#### Directions for this task
Even the shortest line counts, so transcribe all the data exactly.

#### Records provided
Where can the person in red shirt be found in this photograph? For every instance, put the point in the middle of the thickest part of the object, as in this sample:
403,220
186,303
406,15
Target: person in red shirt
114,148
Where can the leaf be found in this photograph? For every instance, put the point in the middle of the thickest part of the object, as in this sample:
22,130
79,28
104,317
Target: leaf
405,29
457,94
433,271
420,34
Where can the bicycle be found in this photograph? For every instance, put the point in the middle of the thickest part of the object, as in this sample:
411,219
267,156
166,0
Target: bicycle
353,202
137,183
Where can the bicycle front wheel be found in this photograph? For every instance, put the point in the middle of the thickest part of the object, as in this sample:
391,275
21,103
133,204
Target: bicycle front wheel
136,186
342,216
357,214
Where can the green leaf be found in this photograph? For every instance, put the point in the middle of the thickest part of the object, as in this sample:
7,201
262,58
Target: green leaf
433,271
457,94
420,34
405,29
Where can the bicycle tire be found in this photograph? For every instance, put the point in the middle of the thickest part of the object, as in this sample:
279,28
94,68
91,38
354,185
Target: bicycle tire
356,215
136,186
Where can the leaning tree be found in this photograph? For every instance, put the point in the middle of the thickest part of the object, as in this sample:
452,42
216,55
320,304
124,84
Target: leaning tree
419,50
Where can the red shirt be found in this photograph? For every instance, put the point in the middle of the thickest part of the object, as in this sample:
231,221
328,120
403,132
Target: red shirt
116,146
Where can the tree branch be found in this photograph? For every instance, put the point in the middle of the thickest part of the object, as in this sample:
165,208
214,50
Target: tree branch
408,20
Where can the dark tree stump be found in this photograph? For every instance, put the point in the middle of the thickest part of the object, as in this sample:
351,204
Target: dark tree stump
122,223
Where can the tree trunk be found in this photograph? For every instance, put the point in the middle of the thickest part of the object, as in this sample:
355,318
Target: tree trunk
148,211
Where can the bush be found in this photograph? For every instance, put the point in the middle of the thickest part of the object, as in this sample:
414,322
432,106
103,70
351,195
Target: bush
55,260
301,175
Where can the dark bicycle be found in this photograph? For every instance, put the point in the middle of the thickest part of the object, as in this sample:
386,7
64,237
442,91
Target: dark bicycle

#### Exercise result
Where can the person in red shirt be found in this photograph? For every instance, put the point in the middle of the thickest part of the object, as in this sample:
403,220
186,303
406,15
Target: person in red shirt
114,148
Where can the leaf be found in this photograph? For every instance, put the point in the middle of the thickest part of the object, as in this sample:
22,130
79,28
104,317
Target: leaf
405,29
457,94
433,271
420,34
Where can the bicycle be found in this photograph? For every instance, put the point in the middle of the thickest part of the object, as in this sample:
411,219
267,156
166,0
Target: bicycle
353,202
137,183
Where can the bicycle front wheel be found in this photograph? For every instance, put the point in the middle of the thickest part of the object, as in this sample:
391,275
21,103
133,204
Target: bicycle front wheel
136,186
342,216
357,214
Where can the green leaf be found in this photograph? For every instance, put the point in the middle of the thickest part of the object, as in this sample:
7,201
262,58
Target: green leaf
433,271
457,94
420,34
405,29
Where can the bicycle tire be found in this photograph? For every instance, put the point in the middle of the thickest part of the object, as in this sample:
279,28
94,68
91,38
354,185
Target: bicycle tire
356,215
136,186
Where can the leaning tree be found in this photograph? For every instance, put the point in the middle of the thickest part of the object, as in this sample:
452,42
216,55
320,304
124,84
Target: leaning tree
419,50
Where can the red shirt be found in this photograph? For every instance, put the point in the middle of the thickest part of the object, as in this sample:
231,221
328,120
403,132
Target: red shirt
116,146
Where can the tree branch be found in this photograph? For every instance, put the point in the middle of the thickest part of the object, as in this sample:
165,208
214,50
Target: tree branch
408,20
Where can the dark tree stump be found in this photograph? For every instance, put the point in the middle of the thickest part of the object, as in this sample:
351,204
Target: dark tree stump
122,223
Where can the tree trunk be found in this photograph? For every instance, put the point in the middle of the thickest part of the object, as in this sample:
355,318
Target: tree trunk
148,211
Where can the bush be found in this photograph? For every instance, put the point in the middle of the thickest part of the object, as in this sample:
414,322
432,106
103,70
351,195
Target: bush
55,260
301,175
Where can the dark bicycle be found in this photograph? For every instance, put the point in the middle of the thickest part of the object, as in this sample:
386,7
64,237
442,91
Target: dark bicycle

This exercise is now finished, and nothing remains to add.